Objective - Pick out every line in the data below that contains the word "microphone" and copy each one. Case counts.

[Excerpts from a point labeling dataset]
■ ■ ■ ■ ■
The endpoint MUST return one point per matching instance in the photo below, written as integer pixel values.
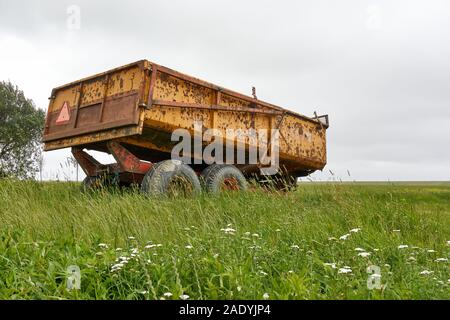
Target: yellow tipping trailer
(132, 111)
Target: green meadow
(321, 241)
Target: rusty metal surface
(142, 103)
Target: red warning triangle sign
(64, 114)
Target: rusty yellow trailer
(132, 111)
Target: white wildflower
(364, 254)
(332, 265)
(345, 270)
(344, 237)
(228, 230)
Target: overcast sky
(380, 69)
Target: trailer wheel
(91, 183)
(171, 178)
(223, 177)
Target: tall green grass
(233, 246)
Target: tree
(21, 125)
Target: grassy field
(315, 243)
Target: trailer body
(131, 112)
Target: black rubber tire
(158, 181)
(213, 177)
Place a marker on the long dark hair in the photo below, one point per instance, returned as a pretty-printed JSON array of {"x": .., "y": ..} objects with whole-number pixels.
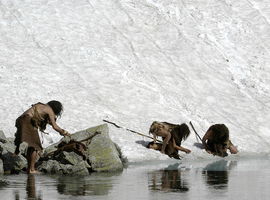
[{"x": 57, "y": 107}]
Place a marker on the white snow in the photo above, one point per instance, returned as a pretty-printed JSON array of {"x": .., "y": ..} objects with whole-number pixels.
[{"x": 133, "y": 62}]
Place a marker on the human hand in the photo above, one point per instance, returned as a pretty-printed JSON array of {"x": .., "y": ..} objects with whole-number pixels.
[
  {"x": 69, "y": 135},
  {"x": 187, "y": 151},
  {"x": 208, "y": 151}
]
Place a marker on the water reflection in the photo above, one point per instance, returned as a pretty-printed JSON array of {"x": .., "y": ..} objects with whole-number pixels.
[
  {"x": 217, "y": 173},
  {"x": 167, "y": 180},
  {"x": 95, "y": 184},
  {"x": 31, "y": 188}
]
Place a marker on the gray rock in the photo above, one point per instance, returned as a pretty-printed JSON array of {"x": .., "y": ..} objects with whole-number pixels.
[
  {"x": 103, "y": 155},
  {"x": 1, "y": 167},
  {"x": 3, "y": 138},
  {"x": 11, "y": 164}
]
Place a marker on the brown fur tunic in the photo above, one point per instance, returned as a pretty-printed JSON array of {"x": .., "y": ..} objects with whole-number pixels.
[{"x": 26, "y": 132}]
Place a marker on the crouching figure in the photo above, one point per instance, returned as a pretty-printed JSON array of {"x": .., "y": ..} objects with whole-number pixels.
[{"x": 172, "y": 135}]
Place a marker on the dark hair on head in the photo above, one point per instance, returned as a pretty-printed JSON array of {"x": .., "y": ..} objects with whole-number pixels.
[
  {"x": 57, "y": 107},
  {"x": 184, "y": 131}
]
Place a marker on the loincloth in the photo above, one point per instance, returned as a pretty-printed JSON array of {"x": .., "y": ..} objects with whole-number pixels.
[{"x": 26, "y": 132}]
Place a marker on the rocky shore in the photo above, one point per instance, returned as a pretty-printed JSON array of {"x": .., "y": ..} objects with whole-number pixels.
[{"x": 101, "y": 155}]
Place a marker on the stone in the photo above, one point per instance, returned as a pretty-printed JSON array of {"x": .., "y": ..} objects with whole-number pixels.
[{"x": 3, "y": 138}]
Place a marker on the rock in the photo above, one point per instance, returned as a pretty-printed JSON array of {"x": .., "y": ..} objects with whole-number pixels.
[
  {"x": 103, "y": 155},
  {"x": 3, "y": 138},
  {"x": 1, "y": 167},
  {"x": 11, "y": 164}
]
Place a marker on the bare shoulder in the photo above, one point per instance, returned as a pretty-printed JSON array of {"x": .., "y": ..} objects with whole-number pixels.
[{"x": 44, "y": 109}]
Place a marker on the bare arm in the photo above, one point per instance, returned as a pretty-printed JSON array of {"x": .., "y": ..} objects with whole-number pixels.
[
  {"x": 205, "y": 137},
  {"x": 48, "y": 110}
]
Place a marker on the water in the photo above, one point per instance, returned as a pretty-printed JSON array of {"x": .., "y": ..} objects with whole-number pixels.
[{"x": 233, "y": 178}]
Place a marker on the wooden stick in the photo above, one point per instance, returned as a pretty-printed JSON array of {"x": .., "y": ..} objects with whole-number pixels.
[
  {"x": 130, "y": 130},
  {"x": 195, "y": 130}
]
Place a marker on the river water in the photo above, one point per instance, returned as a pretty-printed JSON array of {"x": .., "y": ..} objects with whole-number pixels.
[{"x": 217, "y": 178}]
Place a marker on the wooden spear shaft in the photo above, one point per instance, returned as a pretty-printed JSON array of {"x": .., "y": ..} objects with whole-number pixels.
[
  {"x": 129, "y": 130},
  {"x": 195, "y": 130}
]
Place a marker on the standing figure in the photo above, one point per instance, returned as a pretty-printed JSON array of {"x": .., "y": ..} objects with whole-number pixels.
[
  {"x": 36, "y": 117},
  {"x": 216, "y": 140}
]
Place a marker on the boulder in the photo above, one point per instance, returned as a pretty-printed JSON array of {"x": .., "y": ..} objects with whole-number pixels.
[
  {"x": 103, "y": 155},
  {"x": 3, "y": 138},
  {"x": 1, "y": 167},
  {"x": 12, "y": 164}
]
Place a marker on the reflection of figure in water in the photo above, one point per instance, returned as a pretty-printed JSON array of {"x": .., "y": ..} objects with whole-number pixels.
[
  {"x": 31, "y": 188},
  {"x": 217, "y": 137},
  {"x": 217, "y": 174},
  {"x": 168, "y": 181}
]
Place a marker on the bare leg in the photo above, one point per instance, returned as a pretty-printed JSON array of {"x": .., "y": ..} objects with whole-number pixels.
[
  {"x": 31, "y": 159},
  {"x": 232, "y": 148},
  {"x": 167, "y": 136}
]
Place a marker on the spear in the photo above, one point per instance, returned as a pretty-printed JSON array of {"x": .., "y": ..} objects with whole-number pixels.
[
  {"x": 129, "y": 130},
  {"x": 195, "y": 130}
]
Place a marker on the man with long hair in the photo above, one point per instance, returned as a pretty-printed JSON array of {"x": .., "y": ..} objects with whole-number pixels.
[
  {"x": 36, "y": 118},
  {"x": 172, "y": 134}
]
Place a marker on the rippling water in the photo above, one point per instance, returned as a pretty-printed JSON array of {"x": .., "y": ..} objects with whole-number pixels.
[{"x": 244, "y": 178}]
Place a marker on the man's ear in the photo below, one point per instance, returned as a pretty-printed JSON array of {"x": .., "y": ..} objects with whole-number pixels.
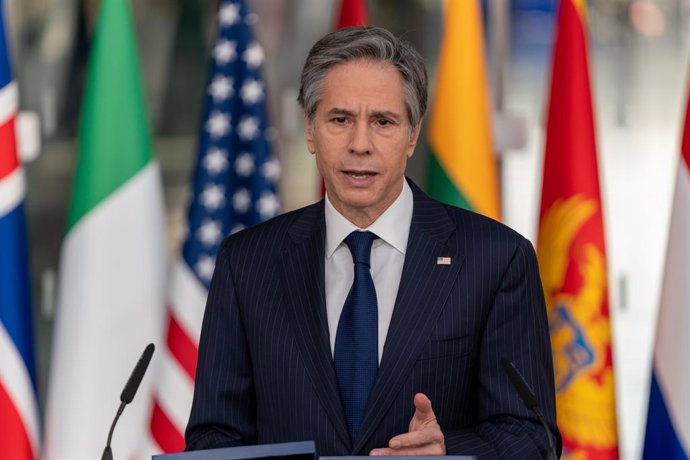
[
  {"x": 414, "y": 135},
  {"x": 308, "y": 133}
]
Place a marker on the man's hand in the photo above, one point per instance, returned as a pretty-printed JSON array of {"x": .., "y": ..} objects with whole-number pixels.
[{"x": 424, "y": 436}]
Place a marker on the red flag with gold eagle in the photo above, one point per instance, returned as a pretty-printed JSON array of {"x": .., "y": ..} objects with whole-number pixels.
[{"x": 572, "y": 255}]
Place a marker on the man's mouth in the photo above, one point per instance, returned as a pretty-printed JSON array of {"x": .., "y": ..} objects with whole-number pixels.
[{"x": 359, "y": 175}]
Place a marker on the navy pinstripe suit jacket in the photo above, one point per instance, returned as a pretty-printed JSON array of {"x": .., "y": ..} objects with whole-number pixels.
[{"x": 265, "y": 372}]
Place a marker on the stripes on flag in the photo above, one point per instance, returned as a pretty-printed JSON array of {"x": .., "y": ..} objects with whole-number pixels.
[
  {"x": 234, "y": 187},
  {"x": 19, "y": 435},
  {"x": 462, "y": 169},
  {"x": 668, "y": 419}
]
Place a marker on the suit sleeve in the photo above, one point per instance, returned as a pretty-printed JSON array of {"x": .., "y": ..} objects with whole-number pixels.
[
  {"x": 516, "y": 328},
  {"x": 223, "y": 406}
]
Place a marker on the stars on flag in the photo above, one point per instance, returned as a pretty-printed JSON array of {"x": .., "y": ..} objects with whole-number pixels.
[
  {"x": 213, "y": 197},
  {"x": 210, "y": 232},
  {"x": 268, "y": 205},
  {"x": 221, "y": 88},
  {"x": 244, "y": 165},
  {"x": 229, "y": 14},
  {"x": 225, "y": 51},
  {"x": 242, "y": 200},
  {"x": 204, "y": 267},
  {"x": 254, "y": 55},
  {"x": 215, "y": 161},
  {"x": 248, "y": 128},
  {"x": 218, "y": 124},
  {"x": 237, "y": 174},
  {"x": 252, "y": 91}
]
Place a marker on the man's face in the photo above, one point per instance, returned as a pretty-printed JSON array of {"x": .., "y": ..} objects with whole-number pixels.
[{"x": 362, "y": 138}]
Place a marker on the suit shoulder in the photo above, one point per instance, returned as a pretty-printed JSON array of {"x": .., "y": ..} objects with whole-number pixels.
[
  {"x": 275, "y": 230},
  {"x": 480, "y": 226}
]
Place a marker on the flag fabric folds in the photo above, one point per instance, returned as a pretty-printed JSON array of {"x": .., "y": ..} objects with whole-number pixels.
[
  {"x": 234, "y": 187},
  {"x": 571, "y": 252},
  {"x": 462, "y": 169},
  {"x": 668, "y": 418},
  {"x": 352, "y": 13},
  {"x": 113, "y": 267},
  {"x": 19, "y": 435}
]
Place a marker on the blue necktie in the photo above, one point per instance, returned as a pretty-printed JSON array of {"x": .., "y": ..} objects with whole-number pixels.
[{"x": 356, "y": 342}]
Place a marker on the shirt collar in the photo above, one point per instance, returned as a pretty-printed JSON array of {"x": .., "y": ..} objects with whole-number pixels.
[{"x": 393, "y": 226}]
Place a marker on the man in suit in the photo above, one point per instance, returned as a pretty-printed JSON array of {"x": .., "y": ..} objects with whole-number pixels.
[{"x": 375, "y": 320}]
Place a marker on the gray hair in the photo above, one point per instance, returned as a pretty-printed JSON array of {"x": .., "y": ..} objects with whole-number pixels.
[{"x": 369, "y": 43}]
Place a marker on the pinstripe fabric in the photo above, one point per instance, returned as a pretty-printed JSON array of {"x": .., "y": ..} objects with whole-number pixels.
[{"x": 265, "y": 371}]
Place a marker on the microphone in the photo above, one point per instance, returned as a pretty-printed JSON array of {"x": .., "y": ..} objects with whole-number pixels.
[
  {"x": 128, "y": 393},
  {"x": 530, "y": 400}
]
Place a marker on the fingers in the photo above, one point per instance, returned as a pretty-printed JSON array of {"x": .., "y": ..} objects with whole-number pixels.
[
  {"x": 429, "y": 441},
  {"x": 424, "y": 436},
  {"x": 423, "y": 414}
]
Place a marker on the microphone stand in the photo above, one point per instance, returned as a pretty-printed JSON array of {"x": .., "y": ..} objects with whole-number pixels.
[{"x": 108, "y": 452}]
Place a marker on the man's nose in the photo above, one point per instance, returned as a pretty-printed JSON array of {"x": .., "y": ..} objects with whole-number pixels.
[{"x": 360, "y": 143}]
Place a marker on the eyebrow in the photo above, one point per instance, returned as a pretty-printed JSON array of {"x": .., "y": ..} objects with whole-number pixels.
[{"x": 375, "y": 114}]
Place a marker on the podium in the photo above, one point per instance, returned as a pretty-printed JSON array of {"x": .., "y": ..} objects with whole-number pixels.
[{"x": 304, "y": 450}]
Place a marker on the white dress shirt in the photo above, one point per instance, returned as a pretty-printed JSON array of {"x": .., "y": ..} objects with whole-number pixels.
[{"x": 387, "y": 259}]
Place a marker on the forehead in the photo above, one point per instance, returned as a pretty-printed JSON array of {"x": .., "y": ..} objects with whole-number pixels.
[{"x": 373, "y": 83}]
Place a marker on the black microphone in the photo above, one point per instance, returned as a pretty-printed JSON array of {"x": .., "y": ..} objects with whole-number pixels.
[
  {"x": 128, "y": 393},
  {"x": 530, "y": 400}
]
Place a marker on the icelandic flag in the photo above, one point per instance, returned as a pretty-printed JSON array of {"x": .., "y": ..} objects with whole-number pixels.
[
  {"x": 18, "y": 408},
  {"x": 668, "y": 418}
]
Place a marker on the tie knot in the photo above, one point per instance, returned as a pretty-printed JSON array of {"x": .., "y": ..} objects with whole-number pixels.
[{"x": 360, "y": 246}]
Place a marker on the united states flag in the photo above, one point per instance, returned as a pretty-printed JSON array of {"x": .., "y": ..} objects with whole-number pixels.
[
  {"x": 234, "y": 187},
  {"x": 19, "y": 433}
]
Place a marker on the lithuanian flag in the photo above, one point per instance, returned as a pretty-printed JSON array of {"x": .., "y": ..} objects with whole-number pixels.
[
  {"x": 462, "y": 165},
  {"x": 572, "y": 254}
]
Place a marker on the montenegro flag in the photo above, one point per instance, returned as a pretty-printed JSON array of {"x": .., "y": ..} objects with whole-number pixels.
[{"x": 572, "y": 255}]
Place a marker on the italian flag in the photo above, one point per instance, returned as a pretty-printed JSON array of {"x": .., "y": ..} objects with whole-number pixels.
[
  {"x": 113, "y": 266},
  {"x": 462, "y": 166}
]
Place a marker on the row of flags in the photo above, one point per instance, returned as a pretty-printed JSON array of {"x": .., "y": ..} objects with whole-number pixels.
[{"x": 105, "y": 315}]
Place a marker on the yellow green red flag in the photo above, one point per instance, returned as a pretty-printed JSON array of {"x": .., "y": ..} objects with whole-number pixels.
[
  {"x": 462, "y": 165},
  {"x": 572, "y": 254}
]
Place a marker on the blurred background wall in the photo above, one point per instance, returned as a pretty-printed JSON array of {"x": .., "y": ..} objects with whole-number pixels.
[{"x": 640, "y": 50}]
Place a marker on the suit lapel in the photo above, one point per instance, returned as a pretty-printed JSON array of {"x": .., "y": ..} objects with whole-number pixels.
[
  {"x": 303, "y": 285},
  {"x": 425, "y": 285}
]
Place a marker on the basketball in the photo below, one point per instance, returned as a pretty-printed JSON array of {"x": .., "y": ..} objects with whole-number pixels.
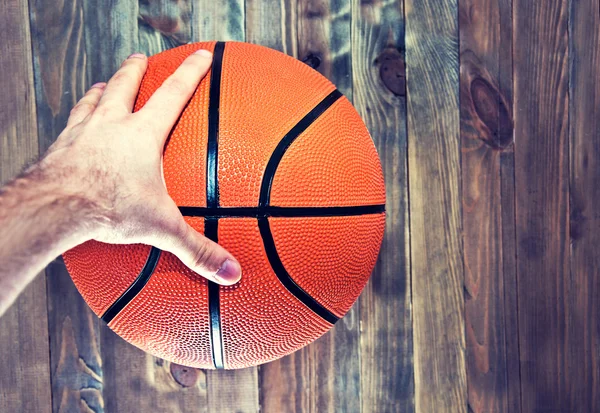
■ ■ ■ ■ ■
Answer to the exercise -
Place a marker on the microphone in the photo above, one point per instance, returned as a pretty-printed JSON array of {"x": .., "y": ..} objects with whole-number pixels.
Place a marker on the microphone stand in the photo above, one point per instance, returned as a pretty-printed JSON array of {"x": .., "y": ..} objects with whole-number pixels.
Place a marker on the black microphone in the photo above, one point per instance, returned as a pretty-printed JSON array of {"x": .., "y": ..} objects with whole-number pixels.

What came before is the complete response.